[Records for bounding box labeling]
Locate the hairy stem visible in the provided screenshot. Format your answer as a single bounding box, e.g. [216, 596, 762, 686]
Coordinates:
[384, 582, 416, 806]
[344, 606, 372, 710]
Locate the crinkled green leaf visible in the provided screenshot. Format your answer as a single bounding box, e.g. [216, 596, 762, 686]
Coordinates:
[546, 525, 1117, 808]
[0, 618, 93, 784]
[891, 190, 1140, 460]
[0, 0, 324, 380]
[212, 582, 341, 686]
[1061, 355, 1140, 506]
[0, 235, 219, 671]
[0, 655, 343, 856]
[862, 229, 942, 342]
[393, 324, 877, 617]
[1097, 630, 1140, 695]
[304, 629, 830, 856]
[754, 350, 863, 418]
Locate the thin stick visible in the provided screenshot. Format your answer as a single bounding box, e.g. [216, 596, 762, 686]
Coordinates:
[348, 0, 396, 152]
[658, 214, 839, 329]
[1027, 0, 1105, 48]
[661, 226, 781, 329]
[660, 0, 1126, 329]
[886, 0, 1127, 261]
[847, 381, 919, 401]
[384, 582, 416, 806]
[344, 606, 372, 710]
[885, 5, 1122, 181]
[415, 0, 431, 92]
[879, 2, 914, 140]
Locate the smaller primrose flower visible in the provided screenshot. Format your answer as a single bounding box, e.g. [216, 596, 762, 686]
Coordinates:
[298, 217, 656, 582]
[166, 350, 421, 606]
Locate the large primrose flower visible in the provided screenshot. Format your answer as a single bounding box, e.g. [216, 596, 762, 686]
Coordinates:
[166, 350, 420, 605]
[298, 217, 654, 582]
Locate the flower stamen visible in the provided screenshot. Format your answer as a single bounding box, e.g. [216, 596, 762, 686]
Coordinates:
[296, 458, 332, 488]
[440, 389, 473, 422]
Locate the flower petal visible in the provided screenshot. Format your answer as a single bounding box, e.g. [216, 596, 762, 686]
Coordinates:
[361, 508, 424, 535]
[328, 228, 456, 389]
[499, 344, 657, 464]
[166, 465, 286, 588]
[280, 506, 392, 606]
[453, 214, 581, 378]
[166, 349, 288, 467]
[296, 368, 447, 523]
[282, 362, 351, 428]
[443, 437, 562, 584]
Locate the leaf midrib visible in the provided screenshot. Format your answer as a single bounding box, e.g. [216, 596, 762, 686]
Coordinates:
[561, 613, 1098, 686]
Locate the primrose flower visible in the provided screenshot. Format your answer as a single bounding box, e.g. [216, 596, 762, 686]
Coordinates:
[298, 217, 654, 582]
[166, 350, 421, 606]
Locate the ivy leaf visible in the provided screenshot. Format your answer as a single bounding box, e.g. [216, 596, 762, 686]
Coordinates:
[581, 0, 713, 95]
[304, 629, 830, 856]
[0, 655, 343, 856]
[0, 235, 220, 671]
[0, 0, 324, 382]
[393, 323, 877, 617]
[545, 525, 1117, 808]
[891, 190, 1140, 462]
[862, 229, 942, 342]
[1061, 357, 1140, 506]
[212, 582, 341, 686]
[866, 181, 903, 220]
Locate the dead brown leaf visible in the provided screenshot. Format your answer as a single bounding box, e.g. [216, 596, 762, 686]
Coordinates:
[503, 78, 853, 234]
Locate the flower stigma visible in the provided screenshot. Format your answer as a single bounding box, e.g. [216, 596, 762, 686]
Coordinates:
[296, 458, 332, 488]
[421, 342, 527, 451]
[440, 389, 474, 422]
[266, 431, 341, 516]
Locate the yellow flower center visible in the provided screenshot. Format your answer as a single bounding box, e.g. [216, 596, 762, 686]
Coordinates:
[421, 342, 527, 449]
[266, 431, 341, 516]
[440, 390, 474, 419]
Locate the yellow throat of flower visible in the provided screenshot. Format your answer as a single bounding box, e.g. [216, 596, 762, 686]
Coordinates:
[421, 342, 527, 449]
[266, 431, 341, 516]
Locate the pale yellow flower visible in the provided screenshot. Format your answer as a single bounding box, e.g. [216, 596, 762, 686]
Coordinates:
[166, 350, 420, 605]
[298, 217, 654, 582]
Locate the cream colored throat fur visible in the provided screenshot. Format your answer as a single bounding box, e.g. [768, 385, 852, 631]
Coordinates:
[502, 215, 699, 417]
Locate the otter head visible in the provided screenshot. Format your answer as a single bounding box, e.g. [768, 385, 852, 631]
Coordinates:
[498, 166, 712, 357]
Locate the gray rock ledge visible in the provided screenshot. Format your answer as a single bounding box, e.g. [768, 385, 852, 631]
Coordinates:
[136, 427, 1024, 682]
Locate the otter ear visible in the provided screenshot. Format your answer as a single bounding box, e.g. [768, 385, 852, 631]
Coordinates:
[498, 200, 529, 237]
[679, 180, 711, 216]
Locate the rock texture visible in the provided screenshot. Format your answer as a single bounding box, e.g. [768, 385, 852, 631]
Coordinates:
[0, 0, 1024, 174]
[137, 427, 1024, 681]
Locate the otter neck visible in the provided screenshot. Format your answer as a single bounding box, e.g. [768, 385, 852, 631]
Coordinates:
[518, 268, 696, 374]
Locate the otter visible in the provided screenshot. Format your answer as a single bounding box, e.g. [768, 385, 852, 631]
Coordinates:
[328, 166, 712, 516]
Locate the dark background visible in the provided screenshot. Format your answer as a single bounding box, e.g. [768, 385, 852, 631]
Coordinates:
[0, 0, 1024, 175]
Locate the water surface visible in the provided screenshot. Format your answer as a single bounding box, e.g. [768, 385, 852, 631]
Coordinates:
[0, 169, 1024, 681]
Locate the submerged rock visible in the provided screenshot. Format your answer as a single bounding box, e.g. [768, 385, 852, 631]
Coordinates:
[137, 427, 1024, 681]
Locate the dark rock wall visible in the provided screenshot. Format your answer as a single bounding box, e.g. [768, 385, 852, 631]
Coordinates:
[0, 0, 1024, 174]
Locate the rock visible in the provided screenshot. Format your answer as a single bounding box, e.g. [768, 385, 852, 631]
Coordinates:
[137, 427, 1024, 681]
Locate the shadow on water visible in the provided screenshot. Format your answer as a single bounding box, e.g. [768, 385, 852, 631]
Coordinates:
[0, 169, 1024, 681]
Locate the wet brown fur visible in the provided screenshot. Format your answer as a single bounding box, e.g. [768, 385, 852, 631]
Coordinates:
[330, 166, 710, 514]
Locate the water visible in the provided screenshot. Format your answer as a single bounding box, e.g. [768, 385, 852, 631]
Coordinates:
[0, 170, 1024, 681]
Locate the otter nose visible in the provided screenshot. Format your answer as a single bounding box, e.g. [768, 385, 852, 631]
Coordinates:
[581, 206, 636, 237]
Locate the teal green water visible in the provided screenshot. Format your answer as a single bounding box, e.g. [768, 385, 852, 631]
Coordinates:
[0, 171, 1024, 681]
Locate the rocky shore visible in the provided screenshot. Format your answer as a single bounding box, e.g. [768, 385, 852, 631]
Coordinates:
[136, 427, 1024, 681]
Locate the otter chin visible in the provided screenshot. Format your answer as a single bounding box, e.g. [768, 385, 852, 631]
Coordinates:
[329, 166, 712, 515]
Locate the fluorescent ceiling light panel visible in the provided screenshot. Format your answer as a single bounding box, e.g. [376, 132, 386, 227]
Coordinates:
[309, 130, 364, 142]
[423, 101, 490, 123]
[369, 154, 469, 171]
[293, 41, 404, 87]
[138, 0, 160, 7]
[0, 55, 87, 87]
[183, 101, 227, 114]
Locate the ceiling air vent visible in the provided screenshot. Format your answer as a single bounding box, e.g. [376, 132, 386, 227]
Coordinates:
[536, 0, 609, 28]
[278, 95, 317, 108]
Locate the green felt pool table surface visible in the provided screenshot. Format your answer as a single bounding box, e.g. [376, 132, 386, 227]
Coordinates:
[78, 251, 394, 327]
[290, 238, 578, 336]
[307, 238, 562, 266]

---

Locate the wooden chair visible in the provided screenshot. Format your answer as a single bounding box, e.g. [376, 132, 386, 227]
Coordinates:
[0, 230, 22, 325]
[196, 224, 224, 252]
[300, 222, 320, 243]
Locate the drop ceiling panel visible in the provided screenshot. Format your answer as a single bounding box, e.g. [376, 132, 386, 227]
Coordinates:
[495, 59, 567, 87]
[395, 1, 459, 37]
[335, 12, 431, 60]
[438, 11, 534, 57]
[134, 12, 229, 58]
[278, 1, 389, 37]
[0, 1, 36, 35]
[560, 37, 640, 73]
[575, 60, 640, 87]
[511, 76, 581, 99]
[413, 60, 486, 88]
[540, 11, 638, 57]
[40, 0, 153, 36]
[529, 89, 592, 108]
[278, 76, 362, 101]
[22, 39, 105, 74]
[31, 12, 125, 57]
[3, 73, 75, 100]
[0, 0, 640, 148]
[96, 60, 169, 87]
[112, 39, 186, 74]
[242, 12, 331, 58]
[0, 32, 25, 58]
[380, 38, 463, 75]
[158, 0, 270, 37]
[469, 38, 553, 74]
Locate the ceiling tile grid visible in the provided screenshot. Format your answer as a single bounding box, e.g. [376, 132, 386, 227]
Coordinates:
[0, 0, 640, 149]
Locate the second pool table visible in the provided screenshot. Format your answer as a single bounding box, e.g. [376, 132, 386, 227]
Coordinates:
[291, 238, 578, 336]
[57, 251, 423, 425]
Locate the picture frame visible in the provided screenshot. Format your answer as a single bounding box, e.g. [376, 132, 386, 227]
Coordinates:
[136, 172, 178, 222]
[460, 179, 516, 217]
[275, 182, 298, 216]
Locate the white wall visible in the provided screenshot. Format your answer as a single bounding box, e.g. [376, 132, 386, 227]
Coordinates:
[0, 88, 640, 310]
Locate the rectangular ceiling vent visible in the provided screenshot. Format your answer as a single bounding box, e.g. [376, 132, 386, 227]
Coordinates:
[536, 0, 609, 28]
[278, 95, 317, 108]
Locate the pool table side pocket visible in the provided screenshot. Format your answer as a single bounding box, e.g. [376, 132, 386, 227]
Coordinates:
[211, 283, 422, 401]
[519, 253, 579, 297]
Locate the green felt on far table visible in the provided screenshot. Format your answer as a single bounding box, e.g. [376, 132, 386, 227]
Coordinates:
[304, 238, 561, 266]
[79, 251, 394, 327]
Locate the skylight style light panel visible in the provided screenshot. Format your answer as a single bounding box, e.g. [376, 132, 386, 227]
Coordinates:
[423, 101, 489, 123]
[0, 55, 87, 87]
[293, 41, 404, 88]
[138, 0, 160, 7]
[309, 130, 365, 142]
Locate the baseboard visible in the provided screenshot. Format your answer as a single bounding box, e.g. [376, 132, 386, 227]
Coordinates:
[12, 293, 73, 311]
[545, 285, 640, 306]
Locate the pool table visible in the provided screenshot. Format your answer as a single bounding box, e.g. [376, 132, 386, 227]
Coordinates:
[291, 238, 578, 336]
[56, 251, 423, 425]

--

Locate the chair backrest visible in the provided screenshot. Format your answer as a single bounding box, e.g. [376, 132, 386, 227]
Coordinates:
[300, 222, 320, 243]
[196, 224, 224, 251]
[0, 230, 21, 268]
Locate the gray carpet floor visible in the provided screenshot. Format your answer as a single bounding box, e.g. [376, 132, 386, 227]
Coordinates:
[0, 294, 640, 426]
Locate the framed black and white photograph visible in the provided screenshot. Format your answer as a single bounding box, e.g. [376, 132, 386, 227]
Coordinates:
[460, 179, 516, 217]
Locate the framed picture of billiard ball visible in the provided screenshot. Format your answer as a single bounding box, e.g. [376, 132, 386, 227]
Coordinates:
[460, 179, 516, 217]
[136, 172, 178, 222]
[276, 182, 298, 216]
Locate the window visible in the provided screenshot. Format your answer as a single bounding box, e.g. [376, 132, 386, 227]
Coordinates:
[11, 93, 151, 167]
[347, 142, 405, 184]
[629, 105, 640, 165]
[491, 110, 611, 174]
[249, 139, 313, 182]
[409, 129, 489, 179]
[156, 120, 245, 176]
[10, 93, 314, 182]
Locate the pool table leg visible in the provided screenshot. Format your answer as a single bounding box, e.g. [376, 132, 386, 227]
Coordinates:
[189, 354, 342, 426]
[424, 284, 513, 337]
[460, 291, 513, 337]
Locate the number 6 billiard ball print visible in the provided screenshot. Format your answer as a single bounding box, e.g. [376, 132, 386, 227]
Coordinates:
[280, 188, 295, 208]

Task to complete
How many lines of the records contain the string "billiard", with case counting? Reply with the number alone.

Expected output
2